Point-based annotation data:
"""

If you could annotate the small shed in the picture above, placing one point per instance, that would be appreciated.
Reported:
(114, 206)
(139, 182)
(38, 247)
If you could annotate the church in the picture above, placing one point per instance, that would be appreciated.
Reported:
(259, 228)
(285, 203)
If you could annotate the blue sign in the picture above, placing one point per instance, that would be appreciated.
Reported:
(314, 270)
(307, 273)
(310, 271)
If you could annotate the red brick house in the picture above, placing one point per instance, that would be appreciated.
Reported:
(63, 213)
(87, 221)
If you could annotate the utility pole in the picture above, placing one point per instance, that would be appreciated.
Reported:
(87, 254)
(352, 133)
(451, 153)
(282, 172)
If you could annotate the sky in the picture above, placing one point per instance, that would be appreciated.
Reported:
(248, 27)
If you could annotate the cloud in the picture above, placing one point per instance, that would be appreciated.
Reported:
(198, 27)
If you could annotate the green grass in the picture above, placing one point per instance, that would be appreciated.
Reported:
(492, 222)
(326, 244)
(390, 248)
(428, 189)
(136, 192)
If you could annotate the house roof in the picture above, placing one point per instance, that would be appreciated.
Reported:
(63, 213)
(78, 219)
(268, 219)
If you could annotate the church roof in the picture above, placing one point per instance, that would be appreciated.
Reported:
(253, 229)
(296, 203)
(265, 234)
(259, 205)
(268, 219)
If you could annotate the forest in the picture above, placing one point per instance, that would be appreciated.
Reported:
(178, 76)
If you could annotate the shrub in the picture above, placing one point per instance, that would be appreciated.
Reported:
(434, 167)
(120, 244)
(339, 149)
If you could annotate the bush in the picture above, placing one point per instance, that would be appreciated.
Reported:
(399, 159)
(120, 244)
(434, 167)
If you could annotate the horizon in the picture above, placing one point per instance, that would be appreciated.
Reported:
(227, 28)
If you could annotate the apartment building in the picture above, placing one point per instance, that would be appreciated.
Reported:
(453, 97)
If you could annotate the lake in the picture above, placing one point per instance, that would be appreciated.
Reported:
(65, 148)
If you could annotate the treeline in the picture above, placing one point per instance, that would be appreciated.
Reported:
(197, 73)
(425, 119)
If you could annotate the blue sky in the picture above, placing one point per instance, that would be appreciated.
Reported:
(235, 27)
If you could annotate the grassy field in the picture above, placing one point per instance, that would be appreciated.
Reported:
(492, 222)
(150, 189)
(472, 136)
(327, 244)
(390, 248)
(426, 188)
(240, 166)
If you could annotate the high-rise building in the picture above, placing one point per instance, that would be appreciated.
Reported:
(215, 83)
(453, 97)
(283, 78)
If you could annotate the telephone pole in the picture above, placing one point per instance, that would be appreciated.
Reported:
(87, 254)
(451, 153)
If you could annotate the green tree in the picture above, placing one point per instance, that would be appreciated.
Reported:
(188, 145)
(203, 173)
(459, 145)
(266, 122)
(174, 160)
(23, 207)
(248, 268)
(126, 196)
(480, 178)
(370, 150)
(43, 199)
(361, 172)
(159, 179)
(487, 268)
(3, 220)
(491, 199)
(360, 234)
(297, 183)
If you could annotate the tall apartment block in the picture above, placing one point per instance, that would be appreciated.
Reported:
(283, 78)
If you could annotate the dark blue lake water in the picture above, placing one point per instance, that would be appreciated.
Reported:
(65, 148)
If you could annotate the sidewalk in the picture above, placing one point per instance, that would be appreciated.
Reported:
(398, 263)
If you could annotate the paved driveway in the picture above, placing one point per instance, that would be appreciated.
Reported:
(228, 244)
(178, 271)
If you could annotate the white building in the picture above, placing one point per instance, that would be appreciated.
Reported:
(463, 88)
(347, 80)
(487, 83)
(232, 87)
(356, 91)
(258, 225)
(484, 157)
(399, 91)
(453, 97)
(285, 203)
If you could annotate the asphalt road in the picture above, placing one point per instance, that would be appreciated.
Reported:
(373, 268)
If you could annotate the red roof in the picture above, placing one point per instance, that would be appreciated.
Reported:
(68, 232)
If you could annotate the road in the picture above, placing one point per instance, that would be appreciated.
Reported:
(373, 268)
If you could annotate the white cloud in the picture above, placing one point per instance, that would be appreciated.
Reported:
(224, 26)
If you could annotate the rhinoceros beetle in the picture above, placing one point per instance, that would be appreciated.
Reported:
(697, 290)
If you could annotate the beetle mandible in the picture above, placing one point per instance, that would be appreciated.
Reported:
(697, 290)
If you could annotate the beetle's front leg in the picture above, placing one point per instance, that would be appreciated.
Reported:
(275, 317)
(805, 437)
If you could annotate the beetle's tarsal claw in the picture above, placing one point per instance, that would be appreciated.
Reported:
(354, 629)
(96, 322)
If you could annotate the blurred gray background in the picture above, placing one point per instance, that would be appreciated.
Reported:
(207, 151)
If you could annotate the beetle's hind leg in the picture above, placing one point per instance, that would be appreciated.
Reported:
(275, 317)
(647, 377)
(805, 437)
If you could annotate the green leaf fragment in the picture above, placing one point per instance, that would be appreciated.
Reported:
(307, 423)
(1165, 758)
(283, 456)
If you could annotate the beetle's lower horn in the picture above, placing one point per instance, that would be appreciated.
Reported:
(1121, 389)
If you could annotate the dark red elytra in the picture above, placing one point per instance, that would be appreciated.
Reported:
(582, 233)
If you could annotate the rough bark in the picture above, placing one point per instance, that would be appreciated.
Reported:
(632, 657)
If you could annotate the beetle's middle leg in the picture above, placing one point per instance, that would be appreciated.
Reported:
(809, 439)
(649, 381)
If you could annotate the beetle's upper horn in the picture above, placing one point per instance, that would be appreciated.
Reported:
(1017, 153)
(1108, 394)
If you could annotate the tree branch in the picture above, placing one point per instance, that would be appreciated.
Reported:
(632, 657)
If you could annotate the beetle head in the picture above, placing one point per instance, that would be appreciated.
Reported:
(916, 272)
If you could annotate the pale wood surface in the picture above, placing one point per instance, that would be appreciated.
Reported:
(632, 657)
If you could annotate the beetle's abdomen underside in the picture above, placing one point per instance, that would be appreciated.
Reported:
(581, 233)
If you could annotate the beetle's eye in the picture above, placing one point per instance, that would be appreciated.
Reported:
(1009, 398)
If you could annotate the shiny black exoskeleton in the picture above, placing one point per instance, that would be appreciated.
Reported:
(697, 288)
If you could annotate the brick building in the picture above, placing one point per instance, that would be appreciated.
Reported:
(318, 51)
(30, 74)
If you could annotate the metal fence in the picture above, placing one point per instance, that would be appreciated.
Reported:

"""

» **Exercise brief**:
Give the entries again in full, exactly as they are written.

» **Complete answer**:
If you could annotate the small shed in the picture above, placing one point per instance, that would be appreciated.
Reported:
(114, 206)
(139, 182)
(38, 247)
If you could annotate the church in the picture above, placing one point per instance, that would be appreciated.
Reported:
(259, 228)
(285, 203)
If you could annotate the blue sign in the picture above, placing one point per instance, that would be appreciated.
Reported:
(314, 270)
(307, 273)
(310, 271)
If you could annotate the red brick house in the picture above, placing one point per instance, that would be appreciated.
Reported:
(63, 213)
(87, 221)
If you could annotate the utility pole in the picture above, placing one point per instance, that would be appreciated.
Reported:
(87, 254)
(352, 133)
(451, 153)
(282, 172)
If you could annotate the sky in the picture above, placing one point per instance, that would be appreciated.
Reported:
(248, 27)
If you could annotate the cloud in the picture above, placing one point per instance, that would be appreciated.
Reported:
(198, 27)
If you could annotate the green grass in the picture above, placing one point per instance, that would be appreciated.
Reported:
(492, 222)
(326, 244)
(390, 248)
(428, 189)
(136, 192)
If you could annotate the house roof in the picture above, placing one point per instance, that would be appreciated.
Reported:
(63, 213)
(78, 219)
(268, 219)
If you could annotate the church roof in the picture above, placing one point per instance, that would be appreciated.
Reported:
(253, 229)
(296, 203)
(265, 234)
(259, 205)
(268, 219)
If you could annotate the forest in the picture above, placing one point per instance, that would be appreciated.
Reported:
(178, 76)
If you could annotate the shrub in the picture above, placing one point per instance, that would be appreciated.
Reported:
(434, 167)
(120, 244)
(339, 149)
If you could annotate the bush in the picture above, placing one point per instance, that would be appreciated.
Reported:
(399, 159)
(120, 244)
(434, 167)
If you could annotate the horizon in the picture above, placing one point per instance, that would be appreciated.
Reported:
(227, 28)
If you could annotate the apartment building in the picture above, placing one point per instance, that would be appreciated.
Reported:
(453, 97)
If you could annotate the lake in the picture above, placing one point per instance, that would be appreciated.
Reported:
(65, 148)
If you could annotate the treeline in the picture above, placing one point per instance, that would be appreciated.
Reported:
(197, 73)
(425, 119)
If you could annotate the blue sky in the picture above, placing one point per instance, that would be appreciated.
Reported:
(235, 27)
If you could annotate the grassy field in the picture above, placing one point per instance, that would be appreciated.
Reported:
(492, 222)
(150, 189)
(472, 136)
(327, 244)
(390, 248)
(426, 188)
(240, 166)
If you could annotate the high-rise building in the picture above, placing one point per instance, that would be appreciated.
Reported:
(215, 83)
(453, 97)
(283, 78)
If you could annotate the telephone pole in the picture above, placing one point per instance, that would be appreciated.
Reported:
(87, 254)
(451, 153)
If you could annotate the green tree in the picture above, placing one point per instance, that would be appreciated.
Reported:
(188, 145)
(203, 173)
(459, 145)
(266, 122)
(174, 160)
(23, 207)
(248, 268)
(126, 196)
(480, 178)
(370, 150)
(43, 199)
(361, 172)
(159, 179)
(487, 268)
(3, 220)
(491, 199)
(360, 234)
(297, 183)
If you could annotate the tall apartment block in the picture above, placing one point per instance, that would be appreciated.
Reported:
(283, 78)
If you could annotate the dark blue lake water in the picture above, placing one point per instance, that would be appreciated.
Reported:
(65, 148)
If you could annotate the sidewalk in the picture above, placing one point per instance, that would be appreciated.
Reported:
(398, 263)
If you could annotate the paved driveway in the picture above, placing one point per instance, that would be appreciated.
Reported:
(228, 244)
(178, 271)
If you could annotate the white building in the picture above, placing one point per instance, that would be appreciated.
Reported:
(463, 88)
(347, 80)
(487, 83)
(232, 87)
(356, 91)
(258, 225)
(484, 157)
(399, 91)
(453, 97)
(285, 203)
If you could annotate the asphalt road in the picture above, placing one point per instance, that would be appreciated.
Reported:
(373, 268)
If you could annotate the red roof in the picture above, placing one point per instance, that would be appreciated.
Reported:
(68, 232)
If you could annotate the road in the picture above, placing one point per instance, that would be appreciated.
Reported:
(373, 268)
If you could annotate the white cloud in the picture above, placing one point per instance, that would be appreciated.
Reported:
(224, 26)
If you could annotate the rhinoceros beetle in the picture above, placing one point per instance, that would be appreciated.
Reported:
(697, 290)
If you could annotate the beetle mandible in the picture above, placing one point per instance, that would be appreciated.
Reported:
(697, 290)
If you could annotate the beetle's front leg in the picture above, placing one point per instance, that would be appreciated.
Reported:
(275, 317)
(805, 437)
If you could annotate the beetle's tarsal claw in the picture above, placing one point per instance, that would be appreciated.
Reported:
(354, 629)
(96, 322)
If you could annotate the blurred gray background in the picture above, placing one point per instance, that would be appreciated.
Reported:
(207, 151)
If you could annotate the beetle's hind leg in the picture above, placing one point per instance, that would be appreciated.
Reported:
(275, 317)
(647, 377)
(805, 437)
If you could annotate the green leaf fragment in the picture above, placing one point per instance, that would be appreciated.
Reported:
(307, 423)
(1165, 758)
(283, 456)
If you could annotate the beetle's lower horn in the picture above, placing one point per instance, that would be appreciated.
Reported:
(1121, 389)
If you could annotate the dark red elytra in the picture above, placing one point per instance, that would be appreciated.
Reported:
(582, 233)
If you could annotate the rough bark in the picture above, placing one point per instance, that would be appreciated.
Reported:
(632, 657)
If you could annotate the beetle's middle leg in the picture above, placing one point per instance, that would be appreciated.
Reported:
(809, 439)
(649, 381)
If you could annotate the beetle's upper horn in the picture above, placing one point per instance, that would be appreciated.
Reported:
(1017, 153)
(1108, 394)
If you could annotate the tree branch in the picture above, placing one point per instance, that would be appreciated.
Reported:
(632, 657)
If you could annotate the beetle head in the picture above, placing one point per instance, that would be appreciated.
Reported:
(916, 272)
If you could annotate the pale wood surface in the picture above, placing one point per instance, that would be appreciated.
Reported:
(632, 657)
If you could annotate the beetle's abdomen underside in the picture above, placing one point per instance, that would be appreciated.
Reported:
(581, 233)
If you could annotate the beetle's eye in the picture above, placing one point per instance, that would be appreciated.
Reported:
(1009, 398)
If you could annotate the shiny black exoskeleton in the picture above, placing one point per instance, that would be appreciated.
Reported:
(697, 288)
If you could annotate the brick building in the picture above, placing one point per instance, that would be appreciated.
Reported:
(318, 51)
(30, 74)
If you could annotate the metal fence in the picture above, placing one point per instance, that would be appreciated.
Reported:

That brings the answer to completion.